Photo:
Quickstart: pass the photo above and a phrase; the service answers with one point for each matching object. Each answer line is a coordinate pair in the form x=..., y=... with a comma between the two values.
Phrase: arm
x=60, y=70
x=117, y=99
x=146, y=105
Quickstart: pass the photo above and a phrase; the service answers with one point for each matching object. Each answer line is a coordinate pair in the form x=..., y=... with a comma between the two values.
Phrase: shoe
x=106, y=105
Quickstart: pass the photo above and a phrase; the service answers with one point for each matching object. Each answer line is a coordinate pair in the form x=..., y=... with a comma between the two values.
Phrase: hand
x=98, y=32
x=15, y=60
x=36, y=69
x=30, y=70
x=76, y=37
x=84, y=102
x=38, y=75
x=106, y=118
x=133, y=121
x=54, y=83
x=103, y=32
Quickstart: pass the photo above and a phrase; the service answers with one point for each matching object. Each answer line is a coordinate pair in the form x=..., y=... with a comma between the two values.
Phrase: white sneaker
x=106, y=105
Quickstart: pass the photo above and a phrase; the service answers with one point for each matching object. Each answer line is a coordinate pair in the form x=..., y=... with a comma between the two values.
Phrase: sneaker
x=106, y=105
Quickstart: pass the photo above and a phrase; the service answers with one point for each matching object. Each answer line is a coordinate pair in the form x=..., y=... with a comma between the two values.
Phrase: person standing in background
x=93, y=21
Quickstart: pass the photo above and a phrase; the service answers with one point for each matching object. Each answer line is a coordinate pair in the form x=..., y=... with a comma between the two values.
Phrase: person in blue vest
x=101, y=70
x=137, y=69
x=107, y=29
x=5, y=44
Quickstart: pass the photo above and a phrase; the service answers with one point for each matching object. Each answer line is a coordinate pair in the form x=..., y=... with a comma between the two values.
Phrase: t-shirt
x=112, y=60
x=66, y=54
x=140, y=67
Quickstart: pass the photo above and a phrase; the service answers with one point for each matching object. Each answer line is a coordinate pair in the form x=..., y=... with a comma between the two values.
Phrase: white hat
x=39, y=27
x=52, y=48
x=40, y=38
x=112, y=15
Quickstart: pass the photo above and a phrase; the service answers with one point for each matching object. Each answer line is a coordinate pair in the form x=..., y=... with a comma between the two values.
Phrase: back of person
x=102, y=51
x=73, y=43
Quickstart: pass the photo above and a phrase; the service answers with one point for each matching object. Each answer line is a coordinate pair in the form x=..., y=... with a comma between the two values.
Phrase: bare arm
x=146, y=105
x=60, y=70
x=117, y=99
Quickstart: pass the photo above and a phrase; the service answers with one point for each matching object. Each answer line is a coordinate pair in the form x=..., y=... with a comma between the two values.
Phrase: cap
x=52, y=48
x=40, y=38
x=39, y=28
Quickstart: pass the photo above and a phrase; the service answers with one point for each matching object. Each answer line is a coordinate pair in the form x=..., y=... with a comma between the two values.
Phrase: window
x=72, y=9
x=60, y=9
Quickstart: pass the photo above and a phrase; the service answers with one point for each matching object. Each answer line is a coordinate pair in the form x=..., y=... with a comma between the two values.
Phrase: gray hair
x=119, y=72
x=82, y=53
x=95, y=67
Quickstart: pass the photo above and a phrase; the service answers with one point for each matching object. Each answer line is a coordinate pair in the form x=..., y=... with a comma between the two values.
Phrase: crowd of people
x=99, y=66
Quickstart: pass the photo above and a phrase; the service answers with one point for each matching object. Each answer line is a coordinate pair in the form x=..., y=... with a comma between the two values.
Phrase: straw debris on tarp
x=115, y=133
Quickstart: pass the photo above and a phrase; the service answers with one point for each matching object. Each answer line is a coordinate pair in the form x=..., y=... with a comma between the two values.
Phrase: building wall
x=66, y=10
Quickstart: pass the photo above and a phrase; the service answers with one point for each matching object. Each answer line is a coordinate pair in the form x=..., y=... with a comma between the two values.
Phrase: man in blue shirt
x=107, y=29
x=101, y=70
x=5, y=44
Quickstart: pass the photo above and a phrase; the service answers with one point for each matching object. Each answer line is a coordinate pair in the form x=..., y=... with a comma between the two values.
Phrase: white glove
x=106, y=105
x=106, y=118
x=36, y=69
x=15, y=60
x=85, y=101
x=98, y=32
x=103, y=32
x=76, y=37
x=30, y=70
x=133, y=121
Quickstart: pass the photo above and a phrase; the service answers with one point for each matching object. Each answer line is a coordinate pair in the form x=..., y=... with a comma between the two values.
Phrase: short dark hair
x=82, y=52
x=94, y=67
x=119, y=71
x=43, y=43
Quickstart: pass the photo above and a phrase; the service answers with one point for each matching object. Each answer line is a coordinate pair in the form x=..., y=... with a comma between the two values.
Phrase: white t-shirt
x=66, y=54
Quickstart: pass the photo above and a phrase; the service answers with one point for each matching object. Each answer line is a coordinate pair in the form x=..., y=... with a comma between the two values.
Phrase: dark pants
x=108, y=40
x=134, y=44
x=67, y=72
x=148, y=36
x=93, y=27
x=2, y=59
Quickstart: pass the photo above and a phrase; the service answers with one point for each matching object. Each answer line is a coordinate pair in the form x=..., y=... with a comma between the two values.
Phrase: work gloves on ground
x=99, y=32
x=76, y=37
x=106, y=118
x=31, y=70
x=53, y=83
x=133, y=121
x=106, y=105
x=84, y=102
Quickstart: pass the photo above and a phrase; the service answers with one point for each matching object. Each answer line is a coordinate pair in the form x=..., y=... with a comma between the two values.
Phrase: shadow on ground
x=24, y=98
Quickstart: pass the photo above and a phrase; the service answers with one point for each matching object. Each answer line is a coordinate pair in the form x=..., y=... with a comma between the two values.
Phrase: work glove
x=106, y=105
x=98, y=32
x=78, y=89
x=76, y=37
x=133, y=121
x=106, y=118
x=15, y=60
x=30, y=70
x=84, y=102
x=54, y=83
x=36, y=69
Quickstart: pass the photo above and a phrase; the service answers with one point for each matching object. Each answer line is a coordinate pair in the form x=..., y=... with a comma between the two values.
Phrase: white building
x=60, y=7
____________________
Give the records again, unchanged and complete.

Photo:
Quickstart: pass the photo above and a phrase; the service answers with one point for each matching object. Each answer line is a coordinate pair in the form x=..., y=... with a comma between the two values.
Phrase: arm
x=60, y=70
x=117, y=99
x=146, y=105
Quickstart: pass the photo above and a phrase; the service answers with one point for each matching object. Each answer line is a coordinate pair in the form x=..., y=... with a comma between the two values.
Phrase: shoe
x=106, y=105
Quickstart: pass the photo above and a phrase; the service answers with one point for each matching object. Each answer line is a coordinate pair in the form x=..., y=... with a comma between the two values.
Phrase: hand
x=98, y=32
x=15, y=60
x=36, y=69
x=30, y=70
x=76, y=37
x=84, y=102
x=38, y=75
x=106, y=118
x=133, y=121
x=54, y=83
x=103, y=32
Quickstart: pass the photo above and a phrase; the service answers with one point for each matching object. Each answer line is a coordinate pair in the form x=..., y=... with a comma between the two values.
Phrase: white sneaker
x=106, y=105
Quickstart: pass the photo above and a phrase; the service answers with one point for each matching object. Each answer line is a coordinate pair in the form x=..., y=... with a comma between the two values.
Phrase: sneaker
x=106, y=105
Quickstart: pass the photo above and a phrase; the service answers with one point for each matching object. Each answer line is a coordinate pair in the form x=..., y=... with a comma between the two values.
Phrase: person standing in background
x=93, y=21
Quickstart: pass the photo above and a phrase; the service answers with one point for each matching object. Each answer line is a coordinate pair in the form x=..., y=... with a comma between the two values.
Phrase: person in blue vest
x=101, y=70
x=137, y=69
x=107, y=29
x=5, y=44
Quickstart: pass the photo above and a phrase; the service answers with one point for each matching object. Each answer line is a coordinate pair in the form x=..., y=... with a comma between the two values.
Phrase: t-shirt
x=112, y=60
x=66, y=54
x=140, y=67
Quickstart: pass the photo above and a phrase; the service answers with one point for each matching object. Each answer line is a coordinate pair in the form x=..., y=... with a comma between the two values.
Phrase: white hat
x=39, y=27
x=52, y=48
x=40, y=38
x=112, y=15
Quickstart: pass the photo above and a phrase; the service answers with one point for each matching object. Each answer line is a coordinate pair in the form x=..., y=... with a comma between the two values.
Phrase: back of person
x=102, y=51
x=73, y=43
Quickstart: pass the photo above and a phrase; the service answers with one point for each matching object. Each answer line is a coordinate pair in the form x=..., y=... with a comma between the two values.
Phrase: bare arm
x=146, y=105
x=60, y=70
x=117, y=99
Quickstart: pass the photo above and a phrase; the service answers with one point for each matching object. Each answer line is a coordinate pair in the form x=..., y=... with a comma between the two values.
Phrase: cap
x=52, y=48
x=40, y=38
x=39, y=28
Quickstart: pass the photo above and a phrase; the service answers with one point for each matching object. Each answer line is a coordinate pair in the form x=..., y=... with a comma between the two values.
Phrase: window
x=72, y=9
x=60, y=9
Quickstart: pass the photo above and a phrase; the service answers with one point for each matching object. Each answer line is a coordinate pair in the form x=..., y=... with a comma between the two values.
Phrase: gray hair
x=119, y=72
x=82, y=53
x=95, y=67
Quickstart: pass the photo above and a phrase; the service answers with one point for each matching object. Each answer line is a coordinate pair in the form x=..., y=... with a comma between the two values.
Phrase: crowd of people
x=99, y=66
Quickstart: pass the photo above and a phrase; the service answers with one point for each matching object. Each answer line is a coordinate pair in the form x=..., y=... with a comma between the two values.
Phrase: straw debris on tarp
x=115, y=133
Quickstart: pass the photo above and a phrase; the service answers with one point for each matching object. Each answer line is a coordinate pair in the form x=..., y=... with a comma between the two values.
Phrase: building wall
x=66, y=10
Quickstart: pass the photo above and a phrase; the service answers with one point for each matching object. Each answer line is a coordinate pair in the form x=..., y=... with a comma between the two values.
Phrase: man in blue shirt
x=107, y=29
x=101, y=70
x=5, y=44
Quickstart: pass the photo above and a phrase; the service answers with one point for each matching object. Each answer line is a coordinate pair in the form x=..., y=... with a comma between the two values.
Phrase: white glove
x=106, y=105
x=106, y=118
x=36, y=69
x=15, y=60
x=85, y=101
x=98, y=32
x=103, y=32
x=76, y=37
x=30, y=70
x=133, y=121
Quickstart: pass the photo above and a phrase; the service answers with one point for each matching object. Each answer line is a coordinate pair in the form x=..., y=... with a comma between the two values.
Phrase: short dark hair
x=82, y=52
x=94, y=67
x=119, y=71
x=43, y=43
Quickstart: pass the photo above and a phrase; the service answers with one point for each matching object. Each answer line is a coordinate pair in the form x=..., y=... with a comma between the two values.
Phrase: white t-shirt
x=66, y=54
Quickstart: pass the photo above and a phrase; the service answers with one point for each matching object. Each answer line is a coordinate pair in the form x=..., y=... with a comma between the two values.
Phrase: dark pants
x=108, y=40
x=134, y=44
x=67, y=72
x=148, y=36
x=93, y=27
x=2, y=59
Quickstart: pass the photo above and a phrase; the service answers with one point for each matching object. Each answer line is a coordinate pair in the form x=..., y=... with a comma between the two values.
Phrase: work gloves on ground
x=99, y=32
x=76, y=37
x=106, y=118
x=31, y=70
x=53, y=83
x=133, y=121
x=106, y=105
x=84, y=102
Quickstart: pass the photo above and a phrase; the service answers with one point for each matching object. Each answer line is a coordinate pair in the form x=..., y=... with a comma between the two values.
Phrase: shadow on ground
x=24, y=98
Quickstart: pass the photo above and a phrase; the service answers with one point for each matching object. Each answer line is a coordinate pair in the form x=..., y=... with a comma between the two values.
Phrase: work glove
x=106, y=105
x=98, y=32
x=78, y=89
x=76, y=37
x=133, y=121
x=106, y=118
x=15, y=60
x=30, y=70
x=84, y=102
x=54, y=83
x=36, y=69
Quickstart: pass the photo above and a phrase; the service answers with one point for each matching object. Each answer line is a coordinate pair in the form x=..., y=... with a comma between the two values.
Phrase: white building
x=60, y=7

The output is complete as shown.